GIVEN RECORDS
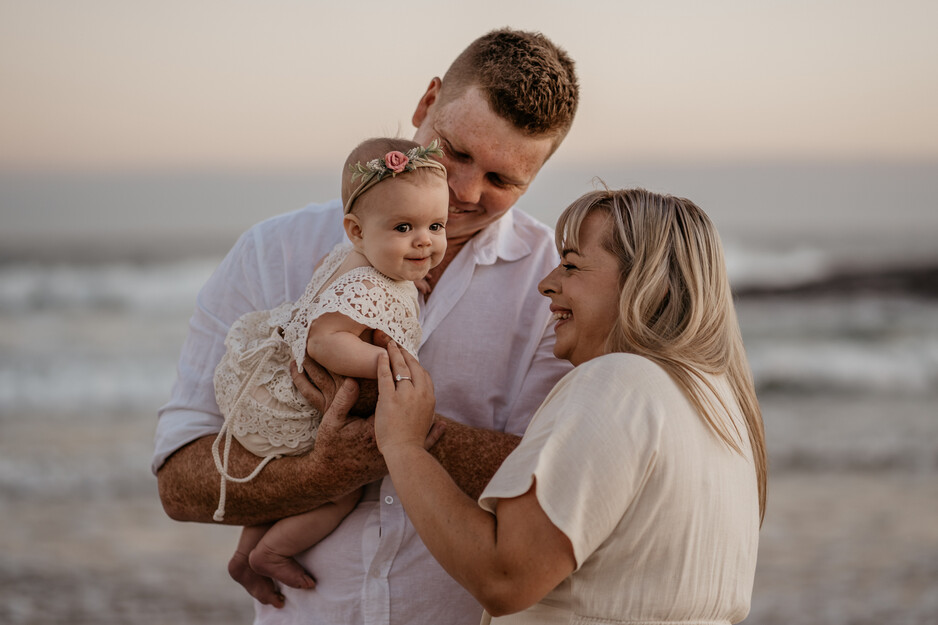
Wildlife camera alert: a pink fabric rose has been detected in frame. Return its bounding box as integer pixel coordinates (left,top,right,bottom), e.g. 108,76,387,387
384,150,410,174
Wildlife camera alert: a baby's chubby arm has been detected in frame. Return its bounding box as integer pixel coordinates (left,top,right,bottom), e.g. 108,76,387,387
306,312,384,380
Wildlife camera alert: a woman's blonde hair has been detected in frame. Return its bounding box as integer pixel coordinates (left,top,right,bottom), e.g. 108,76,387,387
556,189,767,519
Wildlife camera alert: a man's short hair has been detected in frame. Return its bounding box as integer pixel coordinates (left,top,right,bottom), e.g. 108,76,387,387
440,28,579,144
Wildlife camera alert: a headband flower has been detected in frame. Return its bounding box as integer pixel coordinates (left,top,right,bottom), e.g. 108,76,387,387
384,150,410,176
345,139,446,214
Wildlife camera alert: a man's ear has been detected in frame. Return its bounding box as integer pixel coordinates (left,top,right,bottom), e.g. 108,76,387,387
342,213,362,246
411,76,443,128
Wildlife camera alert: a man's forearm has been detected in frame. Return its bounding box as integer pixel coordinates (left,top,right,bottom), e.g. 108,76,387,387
157,436,372,525
430,417,521,499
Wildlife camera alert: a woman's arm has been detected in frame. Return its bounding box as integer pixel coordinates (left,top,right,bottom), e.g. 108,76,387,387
375,345,576,616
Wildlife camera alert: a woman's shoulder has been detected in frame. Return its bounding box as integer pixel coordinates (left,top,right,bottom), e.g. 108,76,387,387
574,352,671,383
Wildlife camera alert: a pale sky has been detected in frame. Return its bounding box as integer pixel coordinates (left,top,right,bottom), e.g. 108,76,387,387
0,0,938,171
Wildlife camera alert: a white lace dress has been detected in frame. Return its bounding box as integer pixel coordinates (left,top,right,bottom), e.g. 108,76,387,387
213,242,421,520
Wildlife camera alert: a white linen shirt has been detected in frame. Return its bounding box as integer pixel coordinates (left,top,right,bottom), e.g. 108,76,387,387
152,200,570,625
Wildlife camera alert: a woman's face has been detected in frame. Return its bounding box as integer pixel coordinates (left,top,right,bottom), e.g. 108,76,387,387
538,211,620,366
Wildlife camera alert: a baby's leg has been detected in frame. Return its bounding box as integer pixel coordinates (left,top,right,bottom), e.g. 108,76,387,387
228,525,283,608
250,489,361,589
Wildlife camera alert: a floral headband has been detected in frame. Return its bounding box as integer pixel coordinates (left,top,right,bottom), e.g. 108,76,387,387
345,139,446,215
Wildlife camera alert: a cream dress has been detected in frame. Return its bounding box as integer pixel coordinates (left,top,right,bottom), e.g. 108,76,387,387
479,353,759,625
213,242,421,520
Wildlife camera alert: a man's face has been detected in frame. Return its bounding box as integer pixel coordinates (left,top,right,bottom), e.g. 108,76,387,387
413,84,554,242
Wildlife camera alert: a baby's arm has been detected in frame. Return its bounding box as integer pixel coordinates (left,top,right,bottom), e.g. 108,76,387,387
306,312,385,379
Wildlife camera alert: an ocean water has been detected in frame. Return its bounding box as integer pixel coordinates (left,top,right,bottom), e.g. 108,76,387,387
0,163,938,624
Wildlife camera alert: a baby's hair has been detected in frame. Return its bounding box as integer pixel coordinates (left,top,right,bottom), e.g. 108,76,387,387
342,137,446,211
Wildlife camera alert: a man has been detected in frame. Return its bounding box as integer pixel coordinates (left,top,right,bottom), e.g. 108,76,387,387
153,29,578,624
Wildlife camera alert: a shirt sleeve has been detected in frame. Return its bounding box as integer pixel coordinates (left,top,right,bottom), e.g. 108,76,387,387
151,225,268,473
479,354,667,568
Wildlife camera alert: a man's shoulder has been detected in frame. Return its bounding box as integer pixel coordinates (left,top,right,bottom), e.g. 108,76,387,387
248,199,342,236
500,207,557,265
512,207,554,245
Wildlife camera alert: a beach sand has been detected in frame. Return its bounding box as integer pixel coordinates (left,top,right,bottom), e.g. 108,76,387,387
0,395,938,625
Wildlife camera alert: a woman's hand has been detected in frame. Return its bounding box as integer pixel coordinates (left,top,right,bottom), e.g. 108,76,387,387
375,342,439,456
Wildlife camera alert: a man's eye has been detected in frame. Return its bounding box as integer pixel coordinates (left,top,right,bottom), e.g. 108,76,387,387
488,174,511,189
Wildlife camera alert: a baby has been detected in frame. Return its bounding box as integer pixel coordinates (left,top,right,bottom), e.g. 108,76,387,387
212,138,449,603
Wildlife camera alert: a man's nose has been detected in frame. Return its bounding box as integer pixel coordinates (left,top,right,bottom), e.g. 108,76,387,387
449,168,483,204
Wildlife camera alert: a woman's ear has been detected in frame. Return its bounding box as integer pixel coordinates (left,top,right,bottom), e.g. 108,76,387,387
342,213,362,247
411,77,443,128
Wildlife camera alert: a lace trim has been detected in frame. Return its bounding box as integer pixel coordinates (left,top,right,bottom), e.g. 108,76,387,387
212,243,421,521
282,243,421,371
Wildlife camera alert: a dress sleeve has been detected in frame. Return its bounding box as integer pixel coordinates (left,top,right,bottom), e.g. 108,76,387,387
284,267,421,370
479,354,661,568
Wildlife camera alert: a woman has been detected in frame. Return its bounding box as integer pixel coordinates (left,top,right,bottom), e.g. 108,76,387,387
375,189,766,623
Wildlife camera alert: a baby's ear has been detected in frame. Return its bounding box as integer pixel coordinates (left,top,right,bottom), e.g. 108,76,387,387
342,213,362,245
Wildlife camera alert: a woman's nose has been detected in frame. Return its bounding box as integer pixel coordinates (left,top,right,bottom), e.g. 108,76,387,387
537,269,557,296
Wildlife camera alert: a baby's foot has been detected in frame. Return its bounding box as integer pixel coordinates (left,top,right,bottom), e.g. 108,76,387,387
228,551,284,608
249,543,316,590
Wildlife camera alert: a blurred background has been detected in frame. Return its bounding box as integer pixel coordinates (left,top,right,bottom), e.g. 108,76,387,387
0,0,938,625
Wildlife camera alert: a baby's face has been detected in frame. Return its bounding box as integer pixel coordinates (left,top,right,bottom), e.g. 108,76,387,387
354,175,449,281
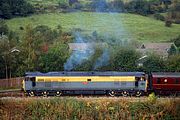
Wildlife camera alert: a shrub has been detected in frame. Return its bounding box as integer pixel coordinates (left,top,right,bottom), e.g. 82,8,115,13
154,13,165,21
148,92,157,103
165,19,172,27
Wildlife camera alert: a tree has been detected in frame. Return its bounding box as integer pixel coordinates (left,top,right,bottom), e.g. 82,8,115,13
167,55,180,72
0,35,16,78
0,19,9,35
173,35,180,47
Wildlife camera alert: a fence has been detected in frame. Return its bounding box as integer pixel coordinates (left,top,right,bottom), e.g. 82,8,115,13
0,77,24,89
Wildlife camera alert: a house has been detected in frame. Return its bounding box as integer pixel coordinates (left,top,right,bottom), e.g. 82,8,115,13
137,43,174,58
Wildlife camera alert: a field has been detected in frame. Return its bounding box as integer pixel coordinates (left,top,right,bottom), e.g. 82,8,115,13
7,12,180,42
0,97,180,120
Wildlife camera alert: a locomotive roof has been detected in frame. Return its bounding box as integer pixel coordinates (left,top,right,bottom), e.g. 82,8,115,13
26,71,145,77
152,72,180,77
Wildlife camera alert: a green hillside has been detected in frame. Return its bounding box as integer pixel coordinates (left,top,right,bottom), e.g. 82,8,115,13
7,12,180,42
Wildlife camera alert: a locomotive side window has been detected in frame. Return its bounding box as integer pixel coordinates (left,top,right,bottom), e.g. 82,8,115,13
156,78,161,84
87,79,91,82
30,77,36,87
175,79,180,84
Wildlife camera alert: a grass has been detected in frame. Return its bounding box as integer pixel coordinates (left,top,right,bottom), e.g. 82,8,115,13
0,97,180,120
7,12,180,42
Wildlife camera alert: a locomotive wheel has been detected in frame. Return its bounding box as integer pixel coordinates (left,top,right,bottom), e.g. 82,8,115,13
122,91,129,97
136,91,142,97
56,91,62,97
42,91,47,97
29,91,34,97
109,90,116,97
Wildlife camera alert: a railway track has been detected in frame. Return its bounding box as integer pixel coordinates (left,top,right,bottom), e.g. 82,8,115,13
0,89,180,102
0,89,25,98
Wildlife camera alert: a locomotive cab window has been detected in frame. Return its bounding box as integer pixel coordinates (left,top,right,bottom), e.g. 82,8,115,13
175,79,180,84
30,77,36,87
156,78,161,84
87,79,91,82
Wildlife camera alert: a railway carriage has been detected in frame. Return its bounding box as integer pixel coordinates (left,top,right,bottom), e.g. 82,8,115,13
23,72,147,96
149,72,180,95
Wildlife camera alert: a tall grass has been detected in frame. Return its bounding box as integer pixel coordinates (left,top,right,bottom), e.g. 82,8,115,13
0,98,180,120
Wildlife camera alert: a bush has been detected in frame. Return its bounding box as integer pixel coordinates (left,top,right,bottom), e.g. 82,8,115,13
0,0,34,19
165,19,172,27
154,13,165,21
148,92,157,103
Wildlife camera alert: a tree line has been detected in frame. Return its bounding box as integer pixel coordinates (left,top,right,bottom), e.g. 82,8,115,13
0,20,180,78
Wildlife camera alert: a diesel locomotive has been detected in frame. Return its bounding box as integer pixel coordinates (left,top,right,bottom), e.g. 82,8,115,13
23,71,180,97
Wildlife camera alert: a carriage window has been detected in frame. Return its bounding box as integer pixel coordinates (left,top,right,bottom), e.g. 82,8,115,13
164,79,167,83
45,82,51,87
30,77,36,87
121,82,126,86
38,79,44,82
157,78,161,84
175,79,180,84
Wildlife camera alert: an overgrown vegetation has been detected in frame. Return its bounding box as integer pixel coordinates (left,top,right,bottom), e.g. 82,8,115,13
0,98,180,120
0,0,34,19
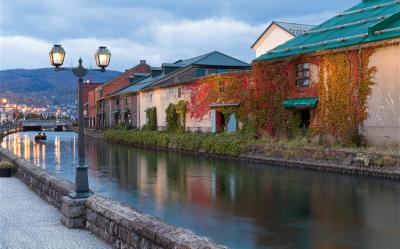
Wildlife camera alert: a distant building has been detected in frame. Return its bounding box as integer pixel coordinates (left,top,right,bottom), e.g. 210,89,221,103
82,81,103,126
103,51,251,132
251,22,315,57
87,60,151,128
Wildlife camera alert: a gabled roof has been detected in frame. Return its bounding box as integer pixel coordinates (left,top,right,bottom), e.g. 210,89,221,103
110,74,165,97
272,22,315,36
167,51,250,67
251,21,315,48
110,51,250,96
256,0,400,60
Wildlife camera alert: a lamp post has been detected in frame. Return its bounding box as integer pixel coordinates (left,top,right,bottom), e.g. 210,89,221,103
49,45,111,199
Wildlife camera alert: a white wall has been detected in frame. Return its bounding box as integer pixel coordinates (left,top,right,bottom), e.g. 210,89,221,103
252,24,294,57
362,44,400,145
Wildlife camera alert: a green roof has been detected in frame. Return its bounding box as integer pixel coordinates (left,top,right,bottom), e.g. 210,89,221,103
283,98,318,108
256,0,400,60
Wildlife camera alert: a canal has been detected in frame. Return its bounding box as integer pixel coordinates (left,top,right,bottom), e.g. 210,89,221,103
2,132,400,249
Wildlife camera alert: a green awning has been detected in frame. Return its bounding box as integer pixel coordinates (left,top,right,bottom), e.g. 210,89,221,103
283,98,318,108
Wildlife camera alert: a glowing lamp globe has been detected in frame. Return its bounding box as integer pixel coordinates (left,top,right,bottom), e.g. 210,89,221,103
94,47,111,71
49,45,65,67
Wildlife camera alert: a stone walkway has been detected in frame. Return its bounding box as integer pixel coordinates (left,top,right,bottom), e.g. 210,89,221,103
0,177,111,249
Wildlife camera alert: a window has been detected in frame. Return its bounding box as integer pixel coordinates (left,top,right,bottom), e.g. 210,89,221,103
196,68,206,77
207,69,217,75
217,69,229,73
219,81,225,93
178,87,182,99
296,63,310,87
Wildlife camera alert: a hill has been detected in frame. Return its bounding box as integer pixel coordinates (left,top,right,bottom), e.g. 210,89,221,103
0,68,121,105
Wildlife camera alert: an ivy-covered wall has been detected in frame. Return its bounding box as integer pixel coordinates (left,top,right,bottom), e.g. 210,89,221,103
187,46,376,143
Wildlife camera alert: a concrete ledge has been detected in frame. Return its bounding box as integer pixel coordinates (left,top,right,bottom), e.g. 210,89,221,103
0,148,227,249
86,195,227,249
0,148,74,209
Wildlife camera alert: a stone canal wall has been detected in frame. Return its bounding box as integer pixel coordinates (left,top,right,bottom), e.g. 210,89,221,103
86,196,226,249
0,148,74,209
0,147,227,249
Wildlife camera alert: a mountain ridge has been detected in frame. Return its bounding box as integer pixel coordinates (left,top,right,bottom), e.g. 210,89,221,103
0,68,121,106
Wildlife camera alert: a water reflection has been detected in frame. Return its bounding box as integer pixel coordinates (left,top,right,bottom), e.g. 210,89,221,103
2,133,400,249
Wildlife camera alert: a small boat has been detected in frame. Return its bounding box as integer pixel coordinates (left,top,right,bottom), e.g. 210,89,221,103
35,133,47,141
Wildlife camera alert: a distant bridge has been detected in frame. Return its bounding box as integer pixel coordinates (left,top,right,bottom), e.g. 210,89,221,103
22,119,72,131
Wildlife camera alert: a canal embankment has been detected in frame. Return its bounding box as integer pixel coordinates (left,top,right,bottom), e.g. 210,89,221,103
101,130,400,181
0,148,230,249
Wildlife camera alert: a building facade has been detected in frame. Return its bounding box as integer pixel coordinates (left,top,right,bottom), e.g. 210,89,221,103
253,0,400,145
251,21,315,57
88,60,151,129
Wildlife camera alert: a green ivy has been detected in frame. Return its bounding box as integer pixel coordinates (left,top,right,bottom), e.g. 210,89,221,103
104,130,248,156
143,107,157,131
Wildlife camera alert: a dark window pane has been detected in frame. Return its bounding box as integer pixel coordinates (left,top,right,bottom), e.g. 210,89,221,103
196,68,206,77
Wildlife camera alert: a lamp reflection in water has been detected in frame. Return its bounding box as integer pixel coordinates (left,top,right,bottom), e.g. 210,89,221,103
14,134,21,157
24,135,31,161
54,136,61,171
33,143,40,167
42,144,46,169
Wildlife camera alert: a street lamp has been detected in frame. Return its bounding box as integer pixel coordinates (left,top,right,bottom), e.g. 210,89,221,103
49,45,111,198
94,47,111,72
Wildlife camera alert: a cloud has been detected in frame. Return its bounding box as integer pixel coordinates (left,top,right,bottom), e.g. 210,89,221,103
0,0,360,70
0,18,265,70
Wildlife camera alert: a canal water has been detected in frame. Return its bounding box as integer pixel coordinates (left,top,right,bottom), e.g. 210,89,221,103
2,132,400,249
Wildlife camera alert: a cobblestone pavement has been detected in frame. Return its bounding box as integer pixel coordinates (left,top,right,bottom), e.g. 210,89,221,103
0,177,111,249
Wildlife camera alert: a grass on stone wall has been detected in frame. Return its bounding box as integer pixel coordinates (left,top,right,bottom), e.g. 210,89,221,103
104,129,248,156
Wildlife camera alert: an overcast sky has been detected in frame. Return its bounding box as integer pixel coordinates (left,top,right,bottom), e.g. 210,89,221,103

BRIEF
Rewrite the records starting at the line containing "Wildlife camera alert: a dark" and ending at the line containing "42,144,46,169" as a two-column CSV with the headers alert_text and boxes. Give one row for each alert line together with the boxes under it, putting each in one quoted field with line breaks turned into spaces.

RESULT
alert_text,boxes
"Wildlife camera alert: a dark window pane has been detected in frame. Return its bounding box as integer pixel coordinates (left,top,right,bottom), e.g. 210,89,221,103","196,68,206,77"
"Wildlife camera alert: a lamp reflection in water has been detected in frame. Return its bounding box as integer pixel coordinates (left,top,right,bottom), e.g. 210,89,221,103","14,134,21,157 24,135,31,161 54,136,61,171 33,143,40,167 42,144,46,169"